- EXERCISE TASK:
Add 29 to every x and y coordinate in the answers, and write out again the lines of the entries from the line with "Target: green leaf" up to and including the line with "x=288, y=231", keeping every other line unchanged. Leave the pictures out of your answer.

### AVAILABLE DATA ###

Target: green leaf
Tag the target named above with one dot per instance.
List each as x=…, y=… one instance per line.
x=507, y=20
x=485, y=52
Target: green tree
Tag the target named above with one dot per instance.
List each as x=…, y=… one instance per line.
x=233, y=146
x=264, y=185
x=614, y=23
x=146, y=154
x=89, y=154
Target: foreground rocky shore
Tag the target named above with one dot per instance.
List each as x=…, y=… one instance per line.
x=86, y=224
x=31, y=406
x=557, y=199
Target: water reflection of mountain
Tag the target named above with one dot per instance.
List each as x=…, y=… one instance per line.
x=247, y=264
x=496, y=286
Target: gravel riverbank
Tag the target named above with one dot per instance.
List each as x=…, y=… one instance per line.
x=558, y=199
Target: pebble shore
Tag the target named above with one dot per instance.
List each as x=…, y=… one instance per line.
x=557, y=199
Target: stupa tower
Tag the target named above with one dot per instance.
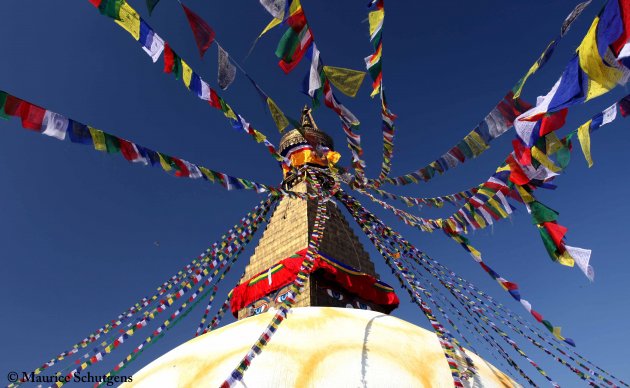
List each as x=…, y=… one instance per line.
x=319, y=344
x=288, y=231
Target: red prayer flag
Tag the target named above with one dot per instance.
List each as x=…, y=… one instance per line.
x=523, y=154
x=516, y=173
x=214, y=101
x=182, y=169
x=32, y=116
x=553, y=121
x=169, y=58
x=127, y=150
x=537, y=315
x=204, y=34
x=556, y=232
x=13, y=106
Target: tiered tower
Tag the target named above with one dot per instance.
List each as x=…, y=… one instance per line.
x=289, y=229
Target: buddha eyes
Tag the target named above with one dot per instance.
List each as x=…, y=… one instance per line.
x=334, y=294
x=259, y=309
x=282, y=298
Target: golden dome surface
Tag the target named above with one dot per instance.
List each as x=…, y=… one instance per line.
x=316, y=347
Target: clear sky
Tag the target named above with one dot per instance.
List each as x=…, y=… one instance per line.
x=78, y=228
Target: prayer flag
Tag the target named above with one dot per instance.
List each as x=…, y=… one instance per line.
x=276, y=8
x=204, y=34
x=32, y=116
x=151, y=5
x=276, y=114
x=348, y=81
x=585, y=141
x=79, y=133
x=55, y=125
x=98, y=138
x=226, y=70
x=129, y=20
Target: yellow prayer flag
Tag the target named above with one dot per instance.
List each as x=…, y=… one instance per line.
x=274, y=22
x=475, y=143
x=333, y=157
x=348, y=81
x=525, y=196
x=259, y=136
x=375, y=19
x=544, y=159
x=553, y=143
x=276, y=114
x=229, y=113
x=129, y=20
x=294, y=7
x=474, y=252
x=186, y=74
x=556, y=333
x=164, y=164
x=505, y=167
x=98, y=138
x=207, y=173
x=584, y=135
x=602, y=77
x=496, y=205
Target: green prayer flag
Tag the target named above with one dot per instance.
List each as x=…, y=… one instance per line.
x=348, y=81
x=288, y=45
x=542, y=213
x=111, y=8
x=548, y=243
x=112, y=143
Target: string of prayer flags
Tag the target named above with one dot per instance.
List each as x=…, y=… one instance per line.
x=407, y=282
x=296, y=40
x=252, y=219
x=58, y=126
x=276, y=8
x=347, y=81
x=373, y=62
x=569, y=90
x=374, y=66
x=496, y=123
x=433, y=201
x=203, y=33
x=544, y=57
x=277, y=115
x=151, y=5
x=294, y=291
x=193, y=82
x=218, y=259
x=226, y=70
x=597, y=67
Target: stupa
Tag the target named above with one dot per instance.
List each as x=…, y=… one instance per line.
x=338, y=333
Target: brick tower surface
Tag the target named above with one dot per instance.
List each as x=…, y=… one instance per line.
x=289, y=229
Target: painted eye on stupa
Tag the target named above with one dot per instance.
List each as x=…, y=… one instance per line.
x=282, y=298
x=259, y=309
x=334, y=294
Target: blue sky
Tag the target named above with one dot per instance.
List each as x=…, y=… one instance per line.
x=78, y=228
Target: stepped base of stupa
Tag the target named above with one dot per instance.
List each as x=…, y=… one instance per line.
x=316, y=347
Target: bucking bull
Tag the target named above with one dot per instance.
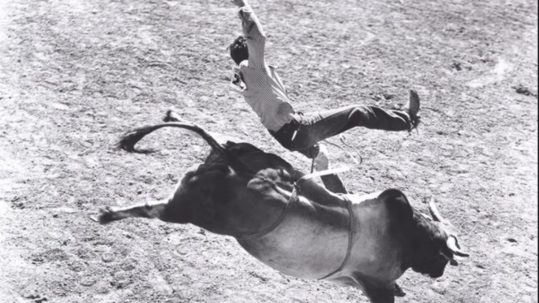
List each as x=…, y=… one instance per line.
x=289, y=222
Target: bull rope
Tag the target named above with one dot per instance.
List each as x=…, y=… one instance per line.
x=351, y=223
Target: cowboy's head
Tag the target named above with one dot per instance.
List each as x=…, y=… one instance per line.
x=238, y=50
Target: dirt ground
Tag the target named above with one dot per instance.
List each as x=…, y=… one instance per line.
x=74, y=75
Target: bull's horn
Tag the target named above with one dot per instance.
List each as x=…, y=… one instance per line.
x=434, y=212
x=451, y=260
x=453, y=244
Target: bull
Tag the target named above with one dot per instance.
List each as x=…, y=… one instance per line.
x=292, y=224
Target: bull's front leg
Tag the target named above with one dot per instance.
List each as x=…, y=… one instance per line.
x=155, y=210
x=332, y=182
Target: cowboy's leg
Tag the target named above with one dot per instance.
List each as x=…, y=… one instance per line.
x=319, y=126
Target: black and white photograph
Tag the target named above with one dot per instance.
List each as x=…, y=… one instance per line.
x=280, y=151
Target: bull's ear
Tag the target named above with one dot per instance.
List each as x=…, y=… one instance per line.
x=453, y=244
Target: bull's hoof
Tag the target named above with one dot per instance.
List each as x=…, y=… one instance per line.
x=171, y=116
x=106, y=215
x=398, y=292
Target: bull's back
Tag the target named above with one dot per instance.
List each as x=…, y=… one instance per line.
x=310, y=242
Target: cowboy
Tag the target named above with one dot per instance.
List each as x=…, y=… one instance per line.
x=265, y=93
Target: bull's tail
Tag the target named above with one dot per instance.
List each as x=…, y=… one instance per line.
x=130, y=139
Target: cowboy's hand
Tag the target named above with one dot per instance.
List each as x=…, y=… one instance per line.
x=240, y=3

###
### AVAILABLE DATA ###

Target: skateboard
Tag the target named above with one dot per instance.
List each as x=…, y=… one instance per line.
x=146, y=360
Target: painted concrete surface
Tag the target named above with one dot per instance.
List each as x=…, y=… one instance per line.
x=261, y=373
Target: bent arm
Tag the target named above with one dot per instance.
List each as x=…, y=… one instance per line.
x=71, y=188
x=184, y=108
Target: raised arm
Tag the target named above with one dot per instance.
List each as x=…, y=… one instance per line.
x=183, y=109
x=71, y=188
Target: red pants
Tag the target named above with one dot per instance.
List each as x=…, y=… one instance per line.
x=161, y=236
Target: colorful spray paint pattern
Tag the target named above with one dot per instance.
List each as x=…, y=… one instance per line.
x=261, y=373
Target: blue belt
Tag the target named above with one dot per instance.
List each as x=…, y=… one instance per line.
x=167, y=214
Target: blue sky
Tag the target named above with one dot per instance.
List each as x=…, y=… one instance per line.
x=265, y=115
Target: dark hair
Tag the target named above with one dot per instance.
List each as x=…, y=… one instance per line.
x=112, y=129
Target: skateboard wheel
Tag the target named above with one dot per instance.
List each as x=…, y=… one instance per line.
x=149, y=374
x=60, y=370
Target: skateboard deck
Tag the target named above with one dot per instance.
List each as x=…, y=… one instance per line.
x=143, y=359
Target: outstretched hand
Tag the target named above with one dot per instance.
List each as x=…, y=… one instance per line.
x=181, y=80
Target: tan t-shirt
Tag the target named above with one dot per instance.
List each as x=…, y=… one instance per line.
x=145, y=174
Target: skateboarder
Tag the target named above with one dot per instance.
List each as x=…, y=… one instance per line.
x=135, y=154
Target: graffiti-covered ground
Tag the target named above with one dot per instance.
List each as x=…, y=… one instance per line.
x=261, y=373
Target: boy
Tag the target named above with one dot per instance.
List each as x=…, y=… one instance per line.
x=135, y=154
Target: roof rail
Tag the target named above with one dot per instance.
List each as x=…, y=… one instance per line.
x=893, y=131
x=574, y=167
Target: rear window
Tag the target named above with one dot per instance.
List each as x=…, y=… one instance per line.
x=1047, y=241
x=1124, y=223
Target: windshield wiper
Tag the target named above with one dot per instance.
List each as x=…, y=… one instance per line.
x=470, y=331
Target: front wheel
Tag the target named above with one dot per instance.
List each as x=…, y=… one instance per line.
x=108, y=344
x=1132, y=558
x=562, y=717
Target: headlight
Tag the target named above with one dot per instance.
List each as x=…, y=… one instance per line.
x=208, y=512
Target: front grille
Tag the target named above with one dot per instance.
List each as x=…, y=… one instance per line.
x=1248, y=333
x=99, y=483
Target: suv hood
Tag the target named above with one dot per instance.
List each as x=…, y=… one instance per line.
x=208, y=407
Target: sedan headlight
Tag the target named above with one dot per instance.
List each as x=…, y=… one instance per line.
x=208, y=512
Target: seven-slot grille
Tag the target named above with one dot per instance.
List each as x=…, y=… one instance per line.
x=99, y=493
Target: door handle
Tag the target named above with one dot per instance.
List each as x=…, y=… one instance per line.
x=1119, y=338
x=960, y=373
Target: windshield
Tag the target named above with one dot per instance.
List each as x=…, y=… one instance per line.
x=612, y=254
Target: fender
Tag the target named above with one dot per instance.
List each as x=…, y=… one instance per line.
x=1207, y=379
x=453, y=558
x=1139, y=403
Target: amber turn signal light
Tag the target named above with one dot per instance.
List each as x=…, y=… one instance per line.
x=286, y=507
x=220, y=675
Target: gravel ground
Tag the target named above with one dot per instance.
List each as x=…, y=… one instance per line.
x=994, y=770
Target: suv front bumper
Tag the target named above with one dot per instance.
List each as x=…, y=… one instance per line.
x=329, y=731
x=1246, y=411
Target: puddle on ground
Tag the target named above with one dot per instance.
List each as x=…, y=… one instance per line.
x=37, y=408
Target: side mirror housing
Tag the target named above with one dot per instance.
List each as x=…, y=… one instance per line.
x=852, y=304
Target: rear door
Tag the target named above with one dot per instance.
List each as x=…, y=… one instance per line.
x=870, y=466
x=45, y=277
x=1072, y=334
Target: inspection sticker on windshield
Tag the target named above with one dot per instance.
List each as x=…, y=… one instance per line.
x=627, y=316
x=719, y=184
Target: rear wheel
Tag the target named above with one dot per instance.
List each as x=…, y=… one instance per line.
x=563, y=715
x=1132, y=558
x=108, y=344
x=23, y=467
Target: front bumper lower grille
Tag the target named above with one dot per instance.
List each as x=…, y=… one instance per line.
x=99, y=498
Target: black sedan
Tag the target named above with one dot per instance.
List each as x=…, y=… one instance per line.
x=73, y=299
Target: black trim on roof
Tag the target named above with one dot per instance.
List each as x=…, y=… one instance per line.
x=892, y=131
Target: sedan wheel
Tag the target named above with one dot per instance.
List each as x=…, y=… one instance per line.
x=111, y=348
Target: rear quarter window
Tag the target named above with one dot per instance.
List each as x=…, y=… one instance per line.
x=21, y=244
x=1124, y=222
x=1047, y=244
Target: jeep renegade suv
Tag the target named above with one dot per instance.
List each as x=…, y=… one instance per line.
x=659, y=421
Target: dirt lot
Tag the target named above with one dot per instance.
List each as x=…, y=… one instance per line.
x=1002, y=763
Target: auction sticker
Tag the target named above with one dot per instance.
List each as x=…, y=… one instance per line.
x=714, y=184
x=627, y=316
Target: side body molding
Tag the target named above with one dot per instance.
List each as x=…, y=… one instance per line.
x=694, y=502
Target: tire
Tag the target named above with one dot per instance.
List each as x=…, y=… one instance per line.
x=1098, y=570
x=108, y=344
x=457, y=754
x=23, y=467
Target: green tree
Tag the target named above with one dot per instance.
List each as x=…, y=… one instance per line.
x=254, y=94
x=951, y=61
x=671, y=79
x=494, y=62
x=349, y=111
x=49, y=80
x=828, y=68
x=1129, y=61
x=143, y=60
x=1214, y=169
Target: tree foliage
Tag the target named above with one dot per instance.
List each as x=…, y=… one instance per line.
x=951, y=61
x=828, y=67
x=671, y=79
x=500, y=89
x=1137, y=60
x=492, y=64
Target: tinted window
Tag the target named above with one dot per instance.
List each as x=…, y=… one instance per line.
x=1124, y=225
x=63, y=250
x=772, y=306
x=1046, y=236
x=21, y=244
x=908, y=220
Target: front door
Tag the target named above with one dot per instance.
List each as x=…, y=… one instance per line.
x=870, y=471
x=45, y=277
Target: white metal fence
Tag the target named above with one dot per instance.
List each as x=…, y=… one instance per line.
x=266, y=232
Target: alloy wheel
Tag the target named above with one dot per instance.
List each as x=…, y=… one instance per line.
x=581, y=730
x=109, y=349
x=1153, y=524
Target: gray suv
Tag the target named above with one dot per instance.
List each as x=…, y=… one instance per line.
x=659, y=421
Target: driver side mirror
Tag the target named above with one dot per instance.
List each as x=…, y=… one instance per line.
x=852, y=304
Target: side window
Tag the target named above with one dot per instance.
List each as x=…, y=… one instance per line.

###
### AVAILABLE DATA ###

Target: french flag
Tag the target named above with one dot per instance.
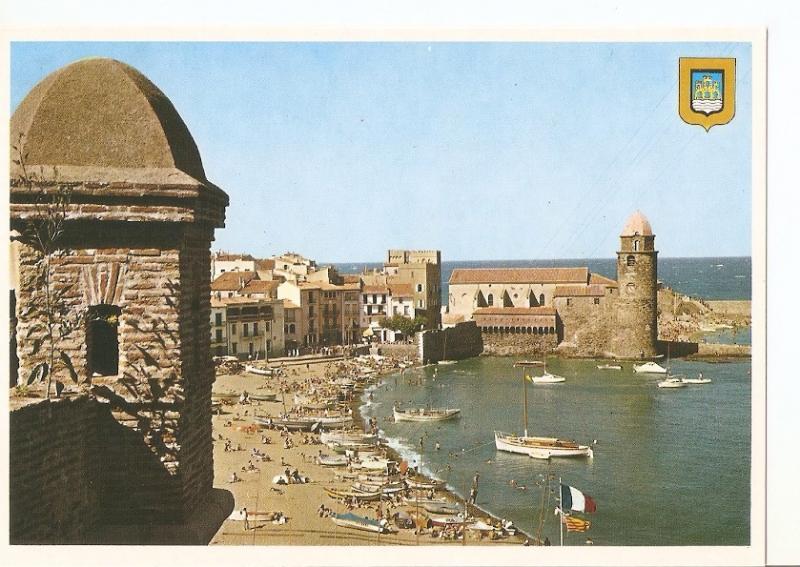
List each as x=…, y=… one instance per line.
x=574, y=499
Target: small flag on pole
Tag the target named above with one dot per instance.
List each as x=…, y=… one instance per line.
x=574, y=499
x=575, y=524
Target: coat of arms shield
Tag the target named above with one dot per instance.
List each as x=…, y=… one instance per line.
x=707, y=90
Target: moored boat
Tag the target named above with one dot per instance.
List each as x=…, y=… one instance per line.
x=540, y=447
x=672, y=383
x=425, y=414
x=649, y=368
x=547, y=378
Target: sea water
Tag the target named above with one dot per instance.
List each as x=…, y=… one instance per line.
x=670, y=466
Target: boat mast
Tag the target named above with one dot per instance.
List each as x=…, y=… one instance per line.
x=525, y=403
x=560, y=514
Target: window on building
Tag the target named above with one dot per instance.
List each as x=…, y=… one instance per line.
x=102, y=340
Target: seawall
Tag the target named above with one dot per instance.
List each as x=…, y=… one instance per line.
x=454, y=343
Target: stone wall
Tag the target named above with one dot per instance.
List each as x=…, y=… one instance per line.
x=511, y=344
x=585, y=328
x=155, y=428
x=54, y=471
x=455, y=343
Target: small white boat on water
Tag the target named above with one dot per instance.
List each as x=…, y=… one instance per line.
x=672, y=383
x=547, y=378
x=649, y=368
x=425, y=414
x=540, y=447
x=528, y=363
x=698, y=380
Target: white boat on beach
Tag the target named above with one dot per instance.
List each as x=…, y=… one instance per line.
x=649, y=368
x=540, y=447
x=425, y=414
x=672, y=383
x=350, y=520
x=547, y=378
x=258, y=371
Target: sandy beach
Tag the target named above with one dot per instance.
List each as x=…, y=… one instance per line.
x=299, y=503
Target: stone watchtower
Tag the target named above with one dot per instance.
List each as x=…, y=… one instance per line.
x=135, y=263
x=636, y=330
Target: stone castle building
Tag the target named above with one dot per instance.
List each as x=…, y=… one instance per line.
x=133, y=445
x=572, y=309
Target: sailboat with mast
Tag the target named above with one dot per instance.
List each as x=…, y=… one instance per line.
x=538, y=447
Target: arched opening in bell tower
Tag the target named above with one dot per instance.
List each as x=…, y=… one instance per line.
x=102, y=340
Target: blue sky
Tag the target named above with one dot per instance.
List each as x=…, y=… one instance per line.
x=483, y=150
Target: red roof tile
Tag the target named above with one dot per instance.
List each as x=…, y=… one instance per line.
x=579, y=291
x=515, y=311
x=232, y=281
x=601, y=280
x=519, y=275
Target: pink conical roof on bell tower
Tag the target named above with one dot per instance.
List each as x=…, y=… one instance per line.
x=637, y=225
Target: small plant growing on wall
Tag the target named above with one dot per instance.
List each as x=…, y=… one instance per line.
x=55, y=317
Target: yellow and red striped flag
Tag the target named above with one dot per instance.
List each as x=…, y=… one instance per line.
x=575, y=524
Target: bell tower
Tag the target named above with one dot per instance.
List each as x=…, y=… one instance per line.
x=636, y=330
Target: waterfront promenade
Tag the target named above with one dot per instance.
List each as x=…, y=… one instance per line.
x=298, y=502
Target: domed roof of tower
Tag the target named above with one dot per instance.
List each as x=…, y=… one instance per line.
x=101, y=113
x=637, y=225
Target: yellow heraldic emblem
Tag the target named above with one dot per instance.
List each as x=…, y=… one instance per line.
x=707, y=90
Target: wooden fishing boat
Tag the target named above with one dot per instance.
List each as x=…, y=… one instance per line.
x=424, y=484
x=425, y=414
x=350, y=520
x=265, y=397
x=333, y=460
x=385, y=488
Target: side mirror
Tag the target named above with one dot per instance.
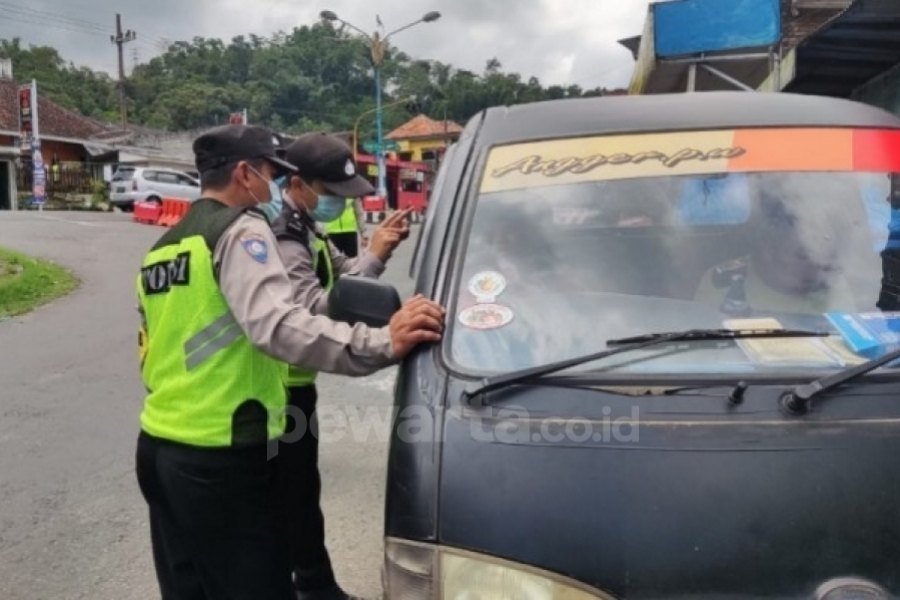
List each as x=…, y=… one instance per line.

###

- ANSWER FOR THIS EXERCISE:
Target: green leaf
Tag the target named above with one dot per instance.
List each as x=…, y=… one instance per line.
x=536, y=49
x=514, y=81
Target: green tree
Tag the target named above with one dot per instance.
List each as x=…, y=… one instance per line.
x=262, y=175
x=293, y=214
x=643, y=52
x=175, y=183
x=118, y=183
Target: foreground rocky shore
Tag the target named above with one dot per instance.
List each as x=…, y=… one instance per line.
x=115, y=253
x=60, y=435
x=586, y=228
Target: water reflection of mountain
Tag the target named above with one dot per instance.
List each as x=…, y=… one instance per line.
x=276, y=293
x=525, y=315
Target: gravel riverbank
Tag the target named above with one dot per instance.
List each as x=…, y=… one instance per line.
x=587, y=228
Target: pebble shore
Tag the target named above with one dot per instance.
List each as x=…, y=… one instance per line.
x=586, y=228
Target: stupa tower
Tag the target named above with one dot per instance.
List each as x=…, y=… one instance per line.
x=348, y=373
x=317, y=260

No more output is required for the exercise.